- [HOW TO COMPLETE THIS TASK] Each record below is to be output with no change at all.

********************

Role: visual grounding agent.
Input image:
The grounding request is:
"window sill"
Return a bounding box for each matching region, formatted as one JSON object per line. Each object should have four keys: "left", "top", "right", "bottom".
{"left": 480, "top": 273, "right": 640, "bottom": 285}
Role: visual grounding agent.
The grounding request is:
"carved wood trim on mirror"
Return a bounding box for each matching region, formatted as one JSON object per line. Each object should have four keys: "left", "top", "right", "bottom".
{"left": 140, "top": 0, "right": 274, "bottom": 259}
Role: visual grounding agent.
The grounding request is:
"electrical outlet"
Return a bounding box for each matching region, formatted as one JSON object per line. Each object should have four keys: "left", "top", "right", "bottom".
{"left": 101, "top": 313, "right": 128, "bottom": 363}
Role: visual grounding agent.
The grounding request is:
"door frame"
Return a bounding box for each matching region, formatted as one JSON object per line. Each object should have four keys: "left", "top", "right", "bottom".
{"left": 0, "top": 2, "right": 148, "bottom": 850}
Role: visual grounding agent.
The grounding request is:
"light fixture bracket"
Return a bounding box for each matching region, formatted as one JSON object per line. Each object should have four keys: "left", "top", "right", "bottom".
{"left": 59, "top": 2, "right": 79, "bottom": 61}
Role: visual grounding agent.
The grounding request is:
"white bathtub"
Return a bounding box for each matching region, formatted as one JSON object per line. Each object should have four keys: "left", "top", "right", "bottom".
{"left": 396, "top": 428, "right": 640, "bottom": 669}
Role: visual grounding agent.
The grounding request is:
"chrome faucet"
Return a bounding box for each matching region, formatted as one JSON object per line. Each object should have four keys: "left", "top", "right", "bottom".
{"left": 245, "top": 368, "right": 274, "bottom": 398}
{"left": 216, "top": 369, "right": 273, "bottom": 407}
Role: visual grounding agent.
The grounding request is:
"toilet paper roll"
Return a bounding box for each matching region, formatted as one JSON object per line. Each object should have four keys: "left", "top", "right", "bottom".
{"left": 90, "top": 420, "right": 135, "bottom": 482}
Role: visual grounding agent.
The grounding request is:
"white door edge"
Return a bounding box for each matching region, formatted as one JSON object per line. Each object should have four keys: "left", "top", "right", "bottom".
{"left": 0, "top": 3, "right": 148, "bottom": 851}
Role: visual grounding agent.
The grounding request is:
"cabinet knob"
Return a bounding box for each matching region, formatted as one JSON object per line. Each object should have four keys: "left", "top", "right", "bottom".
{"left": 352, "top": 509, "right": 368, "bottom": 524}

********************

- [SOLVED EXERCISE]
Role: visual grounding agent.
Input image:
The grounding request is:
"window sill"
Return a bounding box for each matching region, formatted as one JSON object per line. Each object should have four keys: "left", "top", "right", "bottom".
{"left": 480, "top": 273, "right": 640, "bottom": 285}
Role: visual grounding agent.
The grounding request is:
"carved wood trim on mirror"
Return a bounding box for each matching region, formatted as one JSON object per line. Each object should have four keys: "left", "top", "right", "bottom".
{"left": 140, "top": 0, "right": 274, "bottom": 259}
Role: visual grounding agent.
The grounding request is:
"electrical outlet"
Return a bounding box for each matching region, formatted as one JSON object per line. Each object should have four keys: "left", "top", "right", "bottom".
{"left": 101, "top": 313, "right": 128, "bottom": 363}
Role: visual grounding agent.
The grounding request is:
"door frame"
Return a bounding box for each matching region, formatted as one JSON object per line. Each object should have four keys: "left", "top", "right", "bottom".
{"left": 0, "top": 2, "right": 148, "bottom": 850}
Role: visual grounding agent.
The grounding request is:
"light fixture bracket"
Return a bounding box for each matching region, formatted as one JSON object per line. Each object should have four keys: "left", "top", "right", "bottom".
{"left": 59, "top": 2, "right": 79, "bottom": 61}
Role: visual grounding agent.
The grounding request is:
"white bathtub"
Return a bounding box for each matching region, formatted as one JSON object per line. Each object should have four keys: "left", "top", "right", "bottom".
{"left": 396, "top": 428, "right": 640, "bottom": 669}
Role: visual grounding agent.
The grounding request is:
"chrome faucet"
Return a bounding box for each matching region, formatted as one JSON object per line. Each object should have four keys: "left", "top", "right", "bottom".
{"left": 245, "top": 368, "right": 274, "bottom": 398}
{"left": 216, "top": 369, "right": 273, "bottom": 407}
Role: visual grounding agent.
The grounding request is:
"toilet paper roll"
Return a bounding box for each matching region, formatted as one JSON object per line. Each object should have four keys: "left", "top", "right", "bottom".
{"left": 90, "top": 420, "right": 135, "bottom": 482}
Role: visual grounding agent.
The grounding request is:
"white door edge"
Return a bounding box for each matching region, formatted as one JSON object per line. Each object should have four keys: "left", "top", "right", "bottom".
{"left": 0, "top": 3, "right": 148, "bottom": 851}
Role: visual grounding agent.
The grounding request is:
"cabinet knob"
Return a bounding box for each matching region, formatted as one JSON object per line. Each object should have four keys: "left", "top", "right", "bottom".
{"left": 352, "top": 509, "right": 368, "bottom": 524}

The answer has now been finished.